• What to work on:
Since pictures are not wanted in the copy, output only the rest of each record exactly.

• Extracted material:
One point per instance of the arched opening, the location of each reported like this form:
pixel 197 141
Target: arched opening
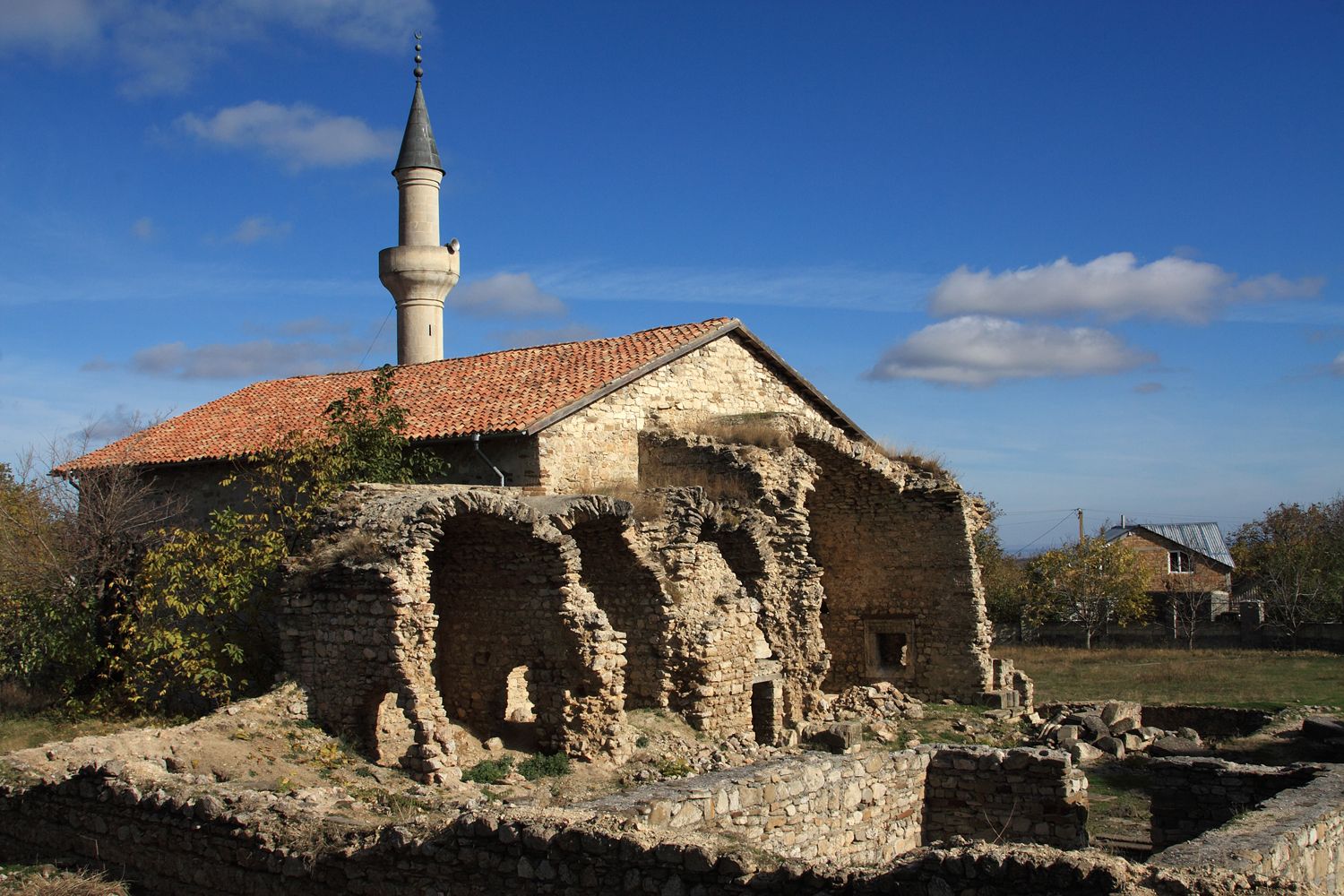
pixel 626 589
pixel 503 657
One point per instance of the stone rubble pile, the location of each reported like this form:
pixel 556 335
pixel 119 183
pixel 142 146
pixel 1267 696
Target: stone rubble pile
pixel 1113 729
pixel 881 702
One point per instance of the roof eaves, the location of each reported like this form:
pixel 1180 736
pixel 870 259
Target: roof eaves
pixel 625 379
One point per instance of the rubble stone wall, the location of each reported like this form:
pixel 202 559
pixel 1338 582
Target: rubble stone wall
pixel 871 807
pixel 1019 796
pixel 410 581
pixel 212 840
pixel 852 809
pixel 1191 796
pixel 1210 721
pixel 902 589
pixel 1297 833
pixel 599 446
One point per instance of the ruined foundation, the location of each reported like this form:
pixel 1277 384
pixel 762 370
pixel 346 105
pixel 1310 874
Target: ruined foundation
pixel 734 602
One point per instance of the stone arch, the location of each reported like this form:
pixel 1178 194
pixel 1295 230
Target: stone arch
pixel 507 592
pixel 496 591
pixel 625 584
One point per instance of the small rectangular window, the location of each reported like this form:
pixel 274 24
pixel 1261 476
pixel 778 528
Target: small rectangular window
pixel 892 649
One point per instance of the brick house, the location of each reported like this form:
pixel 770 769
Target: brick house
pixel 524 591
pixel 1187 557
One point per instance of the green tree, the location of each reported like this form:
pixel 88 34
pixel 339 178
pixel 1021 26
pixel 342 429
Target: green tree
pixel 202 627
pixel 1295 559
pixel 64 552
pixel 1090 586
pixel 1002 573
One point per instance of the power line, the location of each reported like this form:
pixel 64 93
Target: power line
pixel 1046 532
pixel 375 338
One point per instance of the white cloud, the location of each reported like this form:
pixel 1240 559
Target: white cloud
pixel 298 134
pixel 981 351
pixel 50 26
pixel 161 48
pixel 543 336
pixel 504 296
pixel 255 359
pixel 1113 287
pixel 253 228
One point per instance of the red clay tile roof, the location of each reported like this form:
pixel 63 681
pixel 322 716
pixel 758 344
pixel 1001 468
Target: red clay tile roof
pixel 513 392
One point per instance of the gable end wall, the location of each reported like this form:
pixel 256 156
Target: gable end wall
pixel 599 446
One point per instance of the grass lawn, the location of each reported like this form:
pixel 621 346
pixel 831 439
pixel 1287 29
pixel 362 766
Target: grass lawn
pixel 1255 678
pixel 24 729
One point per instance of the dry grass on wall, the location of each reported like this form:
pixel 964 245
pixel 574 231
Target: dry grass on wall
pixel 1254 678
pixel 48 882
pixel 917 458
pixel 761 430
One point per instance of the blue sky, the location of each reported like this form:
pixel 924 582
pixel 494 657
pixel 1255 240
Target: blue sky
pixel 1089 254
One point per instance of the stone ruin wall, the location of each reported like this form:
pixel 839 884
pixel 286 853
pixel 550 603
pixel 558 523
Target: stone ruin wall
pixel 435 595
pixel 424 607
pixel 1193 794
pixel 871 807
pixel 1252 820
pixel 210 840
pixel 597 447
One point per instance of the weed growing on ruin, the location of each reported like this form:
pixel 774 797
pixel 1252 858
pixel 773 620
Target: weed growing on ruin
pixel 762 430
pixel 916 458
pixel 672 767
pixel 27 880
pixel 545 766
pixel 489 771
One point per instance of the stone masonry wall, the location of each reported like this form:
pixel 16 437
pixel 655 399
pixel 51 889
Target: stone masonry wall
pixel 1023 796
pixel 172 837
pixel 862 809
pixel 435 594
pixel 902 589
pixel 1191 794
pixel 599 446
pixel 1297 833
pixel 874 806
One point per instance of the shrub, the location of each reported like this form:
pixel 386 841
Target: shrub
pixel 489 771
pixel 672 767
pixel 545 766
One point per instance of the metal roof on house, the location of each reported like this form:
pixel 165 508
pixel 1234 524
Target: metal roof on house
pixel 513 392
pixel 1202 538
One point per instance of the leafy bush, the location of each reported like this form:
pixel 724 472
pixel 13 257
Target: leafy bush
pixel 545 766
pixel 489 771
pixel 672 767
pixel 199 624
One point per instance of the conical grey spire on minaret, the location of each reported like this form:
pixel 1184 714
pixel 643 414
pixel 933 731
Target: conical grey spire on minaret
pixel 418 271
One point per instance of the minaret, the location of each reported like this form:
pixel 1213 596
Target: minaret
pixel 418 271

• Exercise result:
One point per instance of the arched opening, the location of each reported like this form:
pixel 197 141
Target: arched opening
pixel 626 589
pixel 503 657
One point per instance of the stone rubble pile, the location of each reported like this form:
pixel 556 335
pixel 119 183
pixel 142 146
pixel 1267 696
Target: stone rubble pile
pixel 1113 729
pixel 881 702
One point per instance of the roof eaves, the location of each reported like this form:
pixel 1180 736
pixel 870 259
Target: roof eaves
pixel 625 379
One point per instance of the rubble stone wall, the location of each reported like this form:
pixel 202 559
pixel 1338 582
Target: rubble stone wall
pixel 871 807
pixel 1019 796
pixel 410 581
pixel 212 840
pixel 852 809
pixel 1191 796
pixel 1210 721
pixel 902 589
pixel 1297 833
pixel 599 446
One point per instance of the ruined foundation, the location of each reported like this form:
pixel 1277 384
pixel 762 370
pixel 346 105
pixel 1310 874
Target: ruined foundation
pixel 734 602
One point per instance of the stone arch, the location of each reported like this form:
pixel 1178 194
pixel 1295 230
Target: stone arch
pixel 507 592
pixel 496 591
pixel 625 584
One point per instance of the small rectangular window, the location of each reported like this form:
pixel 274 24
pixel 1261 476
pixel 778 528
Target: small rectangular window
pixel 892 649
One point per instance of the brick house, the location of each reported like this form:
pixel 770 769
Target: brick house
pixel 524 591
pixel 1187 557
One point per instance of the green tree, the location of each reported like this form:
pixel 88 34
pixel 339 178
pixel 1021 26
pixel 342 429
Target: green tree
pixel 202 627
pixel 1295 559
pixel 64 552
pixel 1090 586
pixel 1002 573
One point per instance of the power line, the location of each reported like this form:
pixel 64 93
Target: power line
pixel 1046 532
pixel 375 338
One point per instance of the white cloud, the location of each reported like this form:
pixel 1240 559
Target: white cloud
pixel 298 134
pixel 981 351
pixel 50 26
pixel 161 48
pixel 543 336
pixel 504 296
pixel 255 359
pixel 1113 287
pixel 253 228
One point per instance of the red clay tile roof, the location of each reported like this form:
pixel 63 681
pixel 322 716
pixel 758 344
pixel 1001 468
Target: red clay tile roof
pixel 513 392
One point per instance of the gable end wall, the location of each reported like this form:
pixel 256 156
Target: gable end wall
pixel 599 446
One point per instance of the grass lawn, the location of each reported like this form:
pixel 621 346
pixel 831 439
pixel 1287 29
pixel 362 766
Target: grass lawn
pixel 1255 678
pixel 24 729
One point per instance of the dry grass on wall, the location of each reported like this form:
pixel 964 245
pixel 574 231
Target: dry grass on wall
pixel 1254 678
pixel 48 882
pixel 917 458
pixel 761 430
One point per instance of the blue sky, the location of each reported like this form:
pixel 924 582
pixel 494 657
pixel 1255 240
Target: blue sky
pixel 1089 254
One point per instance of the stone ruin wall, the location of each reported like this form:
pixel 839 884
pixel 286 853
pixel 550 603
pixel 558 523
Target: stone ruin wall
pixel 435 595
pixel 424 607
pixel 1193 794
pixel 871 807
pixel 1252 820
pixel 210 840
pixel 597 447
One point per instance of the weed growing on ruin, the location of each reported like this form:
pixel 774 797
pixel 1252 858
pixel 773 620
Target: weed growing on ruin
pixel 762 430
pixel 916 458
pixel 672 767
pixel 27 880
pixel 545 766
pixel 489 771
One point per instance of the stone masonry wall, the location of each reported like this form:
pixel 16 437
pixel 655 399
pixel 51 889
Target: stone masonry wall
pixel 1023 796
pixel 172 837
pixel 862 809
pixel 435 594
pixel 902 589
pixel 1191 794
pixel 599 446
pixel 1297 833
pixel 874 806
One point per instance of the shrub, the location of each reported like this form:
pixel 386 841
Target: shrub
pixel 489 771
pixel 672 767
pixel 545 766
One point per instance of the metal roof on house, the location of each reported like this form:
pixel 165 508
pixel 1234 524
Target: metal roof on house
pixel 513 392
pixel 1202 538
One point per instance of the leafy bush, the location of each reported like this form:
pixel 724 472
pixel 13 257
Target: leafy bush
pixel 545 766
pixel 489 771
pixel 672 767
pixel 199 624
One point per instance of the conical grey spire on minaret, the location of each reported like this form:
pixel 1184 714
pixel 643 414
pixel 933 731
Target: conical grey spire on minaret
pixel 418 271
One point per instance of the minaret, the location of each reported like this form:
pixel 1213 596
Target: minaret
pixel 418 271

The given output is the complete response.